» **PROBLEM STATEMENT**: Print each of the records below, leaving every word as it is.

» **EXERCISE MATERIAL**:
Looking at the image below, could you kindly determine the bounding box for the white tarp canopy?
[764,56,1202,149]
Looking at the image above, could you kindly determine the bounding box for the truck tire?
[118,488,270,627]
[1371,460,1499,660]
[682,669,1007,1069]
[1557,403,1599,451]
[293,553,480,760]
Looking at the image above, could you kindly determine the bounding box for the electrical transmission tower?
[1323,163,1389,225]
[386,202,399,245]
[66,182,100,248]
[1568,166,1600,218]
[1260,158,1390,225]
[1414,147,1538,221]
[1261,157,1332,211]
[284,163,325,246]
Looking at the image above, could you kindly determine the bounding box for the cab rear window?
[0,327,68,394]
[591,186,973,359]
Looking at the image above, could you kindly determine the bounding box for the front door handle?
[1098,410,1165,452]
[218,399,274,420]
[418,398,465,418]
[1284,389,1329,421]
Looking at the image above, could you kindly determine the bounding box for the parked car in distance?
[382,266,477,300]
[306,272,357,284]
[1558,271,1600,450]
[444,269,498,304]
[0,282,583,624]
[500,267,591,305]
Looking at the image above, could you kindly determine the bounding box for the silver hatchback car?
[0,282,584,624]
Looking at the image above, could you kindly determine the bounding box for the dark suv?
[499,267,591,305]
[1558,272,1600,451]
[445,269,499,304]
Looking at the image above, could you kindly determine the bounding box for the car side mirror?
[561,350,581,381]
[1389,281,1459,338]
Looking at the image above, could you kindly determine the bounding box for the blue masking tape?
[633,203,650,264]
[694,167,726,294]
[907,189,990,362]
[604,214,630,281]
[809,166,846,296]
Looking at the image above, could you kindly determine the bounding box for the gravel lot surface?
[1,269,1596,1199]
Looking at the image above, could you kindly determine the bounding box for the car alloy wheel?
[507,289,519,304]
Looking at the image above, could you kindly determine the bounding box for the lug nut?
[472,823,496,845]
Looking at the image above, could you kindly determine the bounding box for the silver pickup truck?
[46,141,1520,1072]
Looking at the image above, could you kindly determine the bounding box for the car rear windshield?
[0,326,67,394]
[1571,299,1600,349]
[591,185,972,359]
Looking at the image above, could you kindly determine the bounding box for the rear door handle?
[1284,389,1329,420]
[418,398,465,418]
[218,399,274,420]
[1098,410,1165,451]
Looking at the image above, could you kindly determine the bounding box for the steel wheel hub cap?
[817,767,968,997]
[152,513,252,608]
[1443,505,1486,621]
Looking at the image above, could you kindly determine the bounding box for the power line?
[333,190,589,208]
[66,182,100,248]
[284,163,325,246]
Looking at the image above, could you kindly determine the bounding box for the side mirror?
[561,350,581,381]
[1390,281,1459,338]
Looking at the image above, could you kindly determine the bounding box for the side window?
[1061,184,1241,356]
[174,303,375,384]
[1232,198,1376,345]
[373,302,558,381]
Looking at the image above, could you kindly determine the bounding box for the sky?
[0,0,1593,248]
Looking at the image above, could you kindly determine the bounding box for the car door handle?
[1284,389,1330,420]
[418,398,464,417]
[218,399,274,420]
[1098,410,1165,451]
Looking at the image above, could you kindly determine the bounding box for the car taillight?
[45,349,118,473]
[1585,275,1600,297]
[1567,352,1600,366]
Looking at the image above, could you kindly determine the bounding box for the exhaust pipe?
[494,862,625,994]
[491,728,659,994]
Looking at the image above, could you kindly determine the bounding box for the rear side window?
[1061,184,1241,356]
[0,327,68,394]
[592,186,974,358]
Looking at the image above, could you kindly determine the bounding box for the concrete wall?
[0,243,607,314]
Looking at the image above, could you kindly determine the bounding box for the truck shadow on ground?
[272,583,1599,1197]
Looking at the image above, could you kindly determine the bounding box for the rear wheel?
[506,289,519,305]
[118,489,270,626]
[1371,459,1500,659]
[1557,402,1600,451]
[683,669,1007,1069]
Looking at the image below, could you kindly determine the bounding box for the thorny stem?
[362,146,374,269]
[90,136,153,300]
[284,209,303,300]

» **EXPECTED ANSWER**:
Looking at the image below, could you kindly determine the bounding box for the white tarp canopy?
[764,56,1202,149]
Looking at the image above, could you kindly determine the bounding box for the truck tire?
[118,488,270,627]
[1371,460,1499,660]
[682,669,1007,1069]
[1557,403,1599,451]
[293,553,480,760]
Looking at the image above, could you kindly determine the bounding box for the electrical transmission tower?
[1323,163,1389,225]
[386,202,399,245]
[66,182,100,248]
[1568,166,1600,218]
[1260,158,1390,225]
[1414,147,1538,221]
[1261,157,1332,211]
[284,163,325,246]
Looking at the image above, could you kindly determine the bounding box for the cab rear window?
[0,327,68,394]
[591,186,973,359]
Looking at the image above, could you kindly determine the bounding box for the front door handle?
[1098,410,1165,452]
[218,399,274,420]
[418,398,465,418]
[1284,389,1329,421]
Looking at the image above, could you kindly determine the bounding box for the parked car in distance?
[382,266,477,300]
[306,272,357,284]
[1558,271,1600,450]
[444,269,498,304]
[0,282,583,624]
[500,267,591,305]
Looking at the image above, could you kindly determine the bounding box for the silver hatchback car?
[0,282,584,624]
Looking at the image above, could you kindly determine the bounding box for the dark suv?
[499,267,591,305]
[1558,272,1600,451]
[445,269,499,304]
Looking at the image above, could you kindly determine the bounding box for the car side mirror?
[561,350,581,381]
[1389,281,1459,338]
Looking at the image above, could you kindly determine the bounding box for the blue masking tape?
[633,203,650,264]
[694,167,726,294]
[907,189,990,362]
[604,214,630,281]
[809,166,846,296]
Looking at the image above, could you kindly determine the bounding box for the gravel lot surface?
[1,269,1596,1199]
Looking at the image above, could you kindly determine the bounding box for the car alloy wheel?
[507,289,519,304]
Looking at the image above, could you kindly determine the bounding box for the lug nut?
[472,823,496,845]
Looking at the image above, could you kindly determine the bounding box for the silver pickup truck?
[46,141,1520,1072]
Looking at the image above, could you kindly determine the bounding box for the car rear windshield?
[0,326,67,394]
[1571,299,1600,349]
[591,185,972,359]
Looking at the image above, could you kindly determine the bounding box for the rear door handle?
[1284,389,1329,420]
[418,398,465,418]
[218,399,274,420]
[1098,410,1165,451]
Looking at the image above, could you kindly determine the bounding box for the steel wheel hub cap?
[817,767,968,997]
[152,513,252,608]
[1443,505,1486,621]
Looking at the image above, could you kindly determine the bounding box for the power line?
[333,190,589,208]
[66,182,100,248]
[284,163,325,246]
Looking at the image above, could you kindly determine the bounding box for the side mirror?
[561,350,581,381]
[1390,281,1459,338]
Looking at the image above, could you kindly determine the bounding box for the side window?
[1061,184,1241,356]
[174,303,375,384]
[1232,198,1376,345]
[373,302,558,381]
Looking at the image above, could you kindly determine the bounding box for the sky?
[0,0,1593,248]
Looking at the image above, could you kindly determine the bounding box for the car door handle?
[1284,389,1330,420]
[418,398,464,417]
[218,399,274,420]
[1098,410,1165,451]
Looking at the image above, could you kindly determine the bounding box for the car taillight?
[45,349,118,473]
[1585,275,1600,297]
[1567,352,1600,366]
Looking at the image above, could you kindly determine the bounding box for the exhaust pipe?
[494,862,625,994]
[491,728,659,994]
Looking at the image above, could you kindly determine the bounding box for the rear side window?
[1061,184,1241,356]
[0,327,68,394]
[592,186,974,358]
Looking at the image above, could you kindly determine the bounding box for the concrete wall?
[0,243,607,314]
Looking at the image above, could you kindly determine the bounding box for the truck shadow on ground?
[272,583,1599,1197]
Looking at the image above, could you kindly determine the bounding box for the rear wheel?
[506,289,519,305]
[118,489,270,626]
[1371,459,1500,659]
[1557,402,1600,451]
[683,669,1007,1069]
Looking at the image below, could you kindly determine the bounding box for the thorny stem?
[362,146,374,269]
[90,136,153,300]
[284,209,303,300]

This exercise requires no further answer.